Réunies aujourd’hui à Vienne (Autriche) autour de Bernard-Henri Lévy, et de personnalités européennes et ukrainiennes, la toute nouvelle Agence pour la modernisation de l’Ukraine se donne 200 jours pour rédiger un projet de « plan Marshall ». A suivre… 

L’écrivain Bernard-Henri Lévy, allié aux millieux économiques ukrainiens (patronat et syndicats) ainsi qu’à des personnalités allemandes (l’ex-ministre des Finances Peer Steinbrück), françaises (l’ex-patronne du Medef Laurence Parisot), polonaises (l’ancien Premier ministre Wlodzimierz Cimoszewicz) ou encore britanniques (l’ancien ministre Peter Mandelson), peut-il sauver l’Ukraine? 

C’est en tout cas l’objectif ambitieux que l’écrivain français, habitué à voir les choses en grand, s’est fixé avec l’Agence pour la modernisation de l’Ukraine dont il est le cofondateur. Et qui a été inaugurée aujourd’hui à Vienne (Autriche), en présence d’une brochette de personnalités européennes réunies dans l’enceinte du Palais Ferstel, l’un des plus beaux édifices du centre historique aujourd’hui transformé en centre de convention.
□ □ □
▶ Exercice écrit 1
Traduisez en anglais la phrase suivante de l’article sur l’Agence pour la modernisation de l’Ukraine : « C’est en tout cas l’objectif ambitieux que l’écrivain français, habitué à voir les choses en grand, s’est fixé avec l’Agence pour la modernisation de l’Ukraine dont il est le cofondateur. »
▶ Exercice écrit 2
Recopiez mot pour mot tout ce qui va de « Réunies aujourd’hui à » jusqu’à « peut-il sauver l’Ukraine? » dans l’article sur l’Agence pour la modernisation de l’Ukraine.
□ □ □
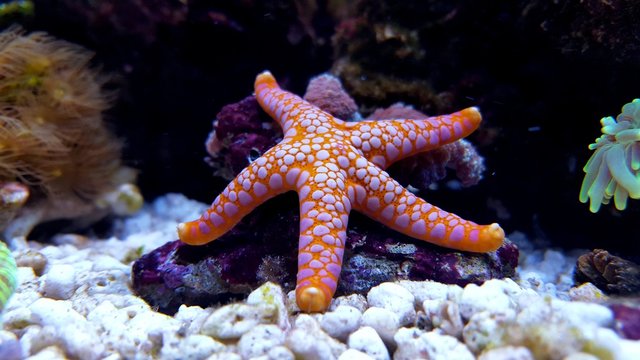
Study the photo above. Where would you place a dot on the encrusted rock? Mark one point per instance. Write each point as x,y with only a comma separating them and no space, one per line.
367,340
611,273
414,343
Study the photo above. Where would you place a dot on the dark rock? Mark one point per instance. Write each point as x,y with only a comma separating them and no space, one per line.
611,274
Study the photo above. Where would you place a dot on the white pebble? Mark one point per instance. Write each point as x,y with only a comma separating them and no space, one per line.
259,340
307,341
508,353
271,299
396,299
414,343
493,296
353,354
233,320
341,322
70,328
384,322
59,282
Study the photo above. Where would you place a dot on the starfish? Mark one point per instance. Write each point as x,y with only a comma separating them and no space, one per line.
335,167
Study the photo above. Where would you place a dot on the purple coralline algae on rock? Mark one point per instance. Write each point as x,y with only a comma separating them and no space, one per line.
262,246
242,131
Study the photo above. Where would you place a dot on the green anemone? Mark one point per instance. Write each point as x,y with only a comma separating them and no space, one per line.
613,171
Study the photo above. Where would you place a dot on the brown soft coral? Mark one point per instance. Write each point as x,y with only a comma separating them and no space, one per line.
52,135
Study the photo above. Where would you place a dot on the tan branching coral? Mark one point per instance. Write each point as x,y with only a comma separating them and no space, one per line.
52,135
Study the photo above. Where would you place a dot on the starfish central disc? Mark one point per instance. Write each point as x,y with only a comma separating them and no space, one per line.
336,166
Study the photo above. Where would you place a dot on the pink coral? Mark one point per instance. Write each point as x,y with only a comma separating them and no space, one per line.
326,92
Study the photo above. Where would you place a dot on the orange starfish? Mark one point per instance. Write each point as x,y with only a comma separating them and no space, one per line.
336,166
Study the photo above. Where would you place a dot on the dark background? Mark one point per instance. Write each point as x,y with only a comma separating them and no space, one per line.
543,75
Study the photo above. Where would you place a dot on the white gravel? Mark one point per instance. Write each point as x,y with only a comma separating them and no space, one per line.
75,301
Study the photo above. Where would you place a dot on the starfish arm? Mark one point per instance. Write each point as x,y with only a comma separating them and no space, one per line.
255,184
385,200
323,223
283,106
384,142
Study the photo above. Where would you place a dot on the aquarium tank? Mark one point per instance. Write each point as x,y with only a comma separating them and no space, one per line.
308,179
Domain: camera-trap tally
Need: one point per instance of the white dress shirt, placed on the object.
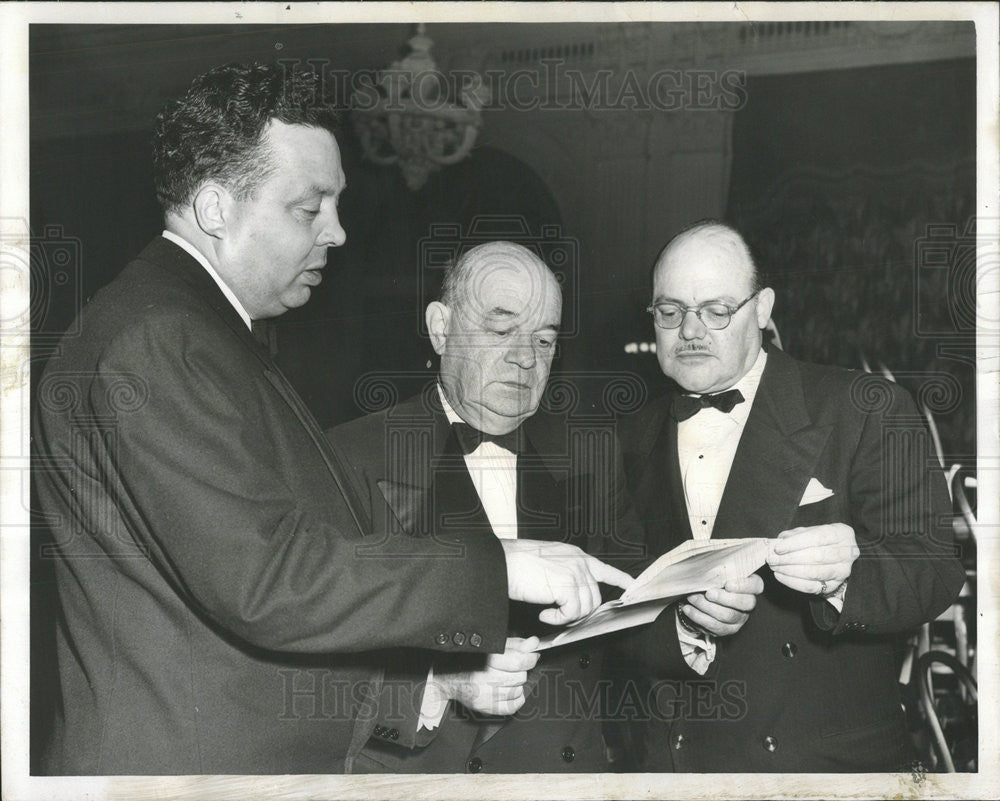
(198, 256)
(493, 471)
(706, 446)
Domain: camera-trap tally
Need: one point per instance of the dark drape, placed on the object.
(856, 191)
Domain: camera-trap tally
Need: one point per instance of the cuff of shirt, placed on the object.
(698, 650)
(433, 705)
(837, 599)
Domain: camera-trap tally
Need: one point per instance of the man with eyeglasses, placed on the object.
(753, 443)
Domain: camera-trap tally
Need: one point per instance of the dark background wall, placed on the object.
(839, 177)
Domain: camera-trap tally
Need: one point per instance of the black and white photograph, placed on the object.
(417, 400)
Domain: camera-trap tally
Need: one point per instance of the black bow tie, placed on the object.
(470, 438)
(685, 406)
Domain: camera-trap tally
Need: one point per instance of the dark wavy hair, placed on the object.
(215, 131)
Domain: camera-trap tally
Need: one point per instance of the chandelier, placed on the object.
(420, 122)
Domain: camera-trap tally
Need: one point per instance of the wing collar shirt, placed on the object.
(706, 446)
(198, 256)
(493, 471)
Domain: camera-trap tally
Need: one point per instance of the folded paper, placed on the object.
(693, 566)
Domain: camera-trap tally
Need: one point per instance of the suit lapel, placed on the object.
(776, 456)
(186, 270)
(427, 484)
(658, 486)
(541, 486)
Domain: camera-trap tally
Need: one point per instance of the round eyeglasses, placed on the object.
(715, 314)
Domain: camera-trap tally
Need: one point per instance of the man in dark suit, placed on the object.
(472, 454)
(757, 444)
(219, 607)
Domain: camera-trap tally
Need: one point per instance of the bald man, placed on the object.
(749, 442)
(472, 456)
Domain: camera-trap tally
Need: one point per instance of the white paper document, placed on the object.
(693, 566)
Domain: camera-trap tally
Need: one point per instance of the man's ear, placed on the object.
(438, 317)
(765, 304)
(211, 205)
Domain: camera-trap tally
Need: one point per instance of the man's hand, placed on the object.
(557, 573)
(723, 612)
(497, 689)
(814, 559)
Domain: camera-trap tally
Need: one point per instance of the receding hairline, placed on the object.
(458, 276)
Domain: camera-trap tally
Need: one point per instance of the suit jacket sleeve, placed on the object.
(908, 571)
(201, 471)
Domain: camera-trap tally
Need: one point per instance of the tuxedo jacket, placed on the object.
(799, 687)
(218, 608)
(415, 485)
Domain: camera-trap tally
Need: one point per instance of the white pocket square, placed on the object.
(814, 493)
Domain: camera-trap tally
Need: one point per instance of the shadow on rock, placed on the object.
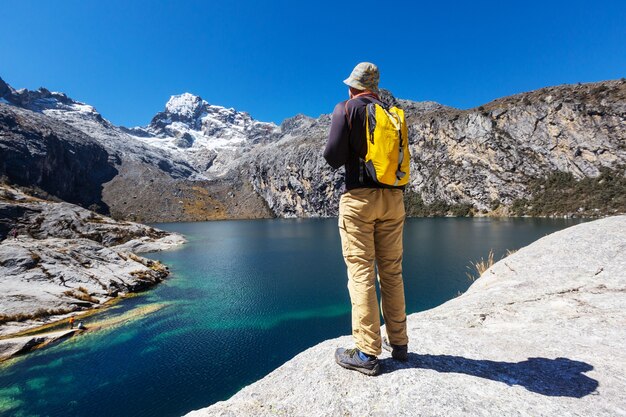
(560, 377)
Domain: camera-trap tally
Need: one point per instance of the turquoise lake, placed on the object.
(243, 298)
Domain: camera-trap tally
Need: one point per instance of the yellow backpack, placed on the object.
(387, 158)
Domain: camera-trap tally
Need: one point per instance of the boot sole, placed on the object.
(369, 372)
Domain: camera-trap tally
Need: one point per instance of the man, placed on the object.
(371, 219)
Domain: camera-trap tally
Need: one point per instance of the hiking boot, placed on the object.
(350, 359)
(398, 352)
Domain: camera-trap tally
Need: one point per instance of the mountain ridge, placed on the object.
(466, 162)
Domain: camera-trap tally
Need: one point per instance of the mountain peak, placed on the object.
(186, 105)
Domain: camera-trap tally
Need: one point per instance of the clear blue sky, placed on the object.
(275, 59)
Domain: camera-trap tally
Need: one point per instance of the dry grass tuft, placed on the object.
(480, 267)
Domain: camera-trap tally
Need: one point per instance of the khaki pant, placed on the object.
(370, 224)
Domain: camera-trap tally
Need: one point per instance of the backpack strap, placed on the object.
(365, 93)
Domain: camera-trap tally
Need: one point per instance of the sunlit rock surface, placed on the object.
(540, 333)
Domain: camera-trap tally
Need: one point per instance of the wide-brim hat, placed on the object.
(364, 76)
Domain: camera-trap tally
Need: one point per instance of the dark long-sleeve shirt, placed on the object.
(347, 142)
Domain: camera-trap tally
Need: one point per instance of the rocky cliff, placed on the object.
(197, 161)
(540, 333)
(64, 259)
(476, 161)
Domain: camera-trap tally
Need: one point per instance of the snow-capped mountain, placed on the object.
(197, 161)
(211, 138)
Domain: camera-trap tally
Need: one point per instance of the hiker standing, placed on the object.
(371, 220)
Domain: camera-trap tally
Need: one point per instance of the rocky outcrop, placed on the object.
(63, 258)
(539, 333)
(491, 153)
(38, 151)
(483, 158)
(197, 161)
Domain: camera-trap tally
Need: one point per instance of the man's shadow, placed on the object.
(560, 377)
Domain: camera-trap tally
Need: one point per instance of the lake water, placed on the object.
(243, 298)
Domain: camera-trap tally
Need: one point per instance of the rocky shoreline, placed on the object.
(540, 333)
(65, 260)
□ □ □
▶ Corrigé 1
In any case, that is the ambitious goal that the French writer, accustomed to thinking big, has set for himself with the Agency for the Modernization of Ukraine, of which he is the co-founder.

▶ Corrigé 2
Réunies aujourd’hui à Vienne (Autriche) autour de Bernard-Henri Lévy, et de personnalités européennes et ukrainiennes, la toute nouvelle Agence pour la modernisation de l’Ukraine se donne 200 jours pour rédiger un projet de « plan Marshall ». A suivre… 

L’écrivain Bernard-Henri Lévy, allié aux millieux économiques ukrainiens (patronat et syndicats) ainsi qu’à des personnalités allemandes (l’ex-ministre des Finances Peer Steinbrück), françaises (l’ex-patronne du Medef Laurence Parisot), polonaises (l’ancien Premier ministre Wlodzimierz Cimoszewicz) ou encore britanniques (l’ancien ministre Peter Mandelson), peut-il sauver l’Ukraine?